SOURCE PASSAGE:
Mean Exit Time
Definition of the problem
In this tutorial, we consider the problem of mean exit time, based on some of my previous work.[1] Typically, mean exit time problems with linear diffusion take the form
\[\begin{equation}\label{eq:met} \begin{aligned} D\grad^2T(\vb x) &= -1 & \vb x \in \Omega, \\ T(\vb x) &= 0 & \vb x \in \partial \Omega, \end{aligned} \end{equation}\]
for some diffusivity $D$. $T(\vb x)$ is the mean exit time at $\vb x$, meaning the average time it would take a particle starting at $\vb x$ to exit the domain through $\partial\Omega$. For this interpretation of $T$, we are letting $D = \mathcal P\delta^2/(4\tau)$, where $\delta > 0$ is the step length of the particle, $\tau>0$ is the duration between steps, and $\mathcal P \in [0, 1]$ is the probability that the particle actually moves at a given time step.
In this previous work, we also use the finite volume method, but the problems are instead formulated as linear problems, which makes the solution significantly simpler to implement. The approach we give here is more generally applicable for other nonlinear problems, though.

SET PROBLEM: Reproduce word for word the part of the mean exit time tutorial between "In this previous" and "nonlinear problems, though.", inclusive.

EXTRACTED ENTRIES:
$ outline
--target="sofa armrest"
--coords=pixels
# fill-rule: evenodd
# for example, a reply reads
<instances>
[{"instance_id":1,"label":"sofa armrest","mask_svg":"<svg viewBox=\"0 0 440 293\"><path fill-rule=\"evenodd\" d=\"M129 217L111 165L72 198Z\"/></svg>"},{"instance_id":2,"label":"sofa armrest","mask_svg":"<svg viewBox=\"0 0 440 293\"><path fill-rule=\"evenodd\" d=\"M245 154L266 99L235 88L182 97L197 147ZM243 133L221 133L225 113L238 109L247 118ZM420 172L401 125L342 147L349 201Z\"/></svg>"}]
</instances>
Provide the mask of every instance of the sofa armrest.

SOLUTION FOR THIS PROBLEM:
In this previous work, we also use the finite volume method, but the problems are instead formulated as linear problems, which makes the solution significantly simpler to implement. The approach we give here is more generally applicable for other nonlinear problems, though.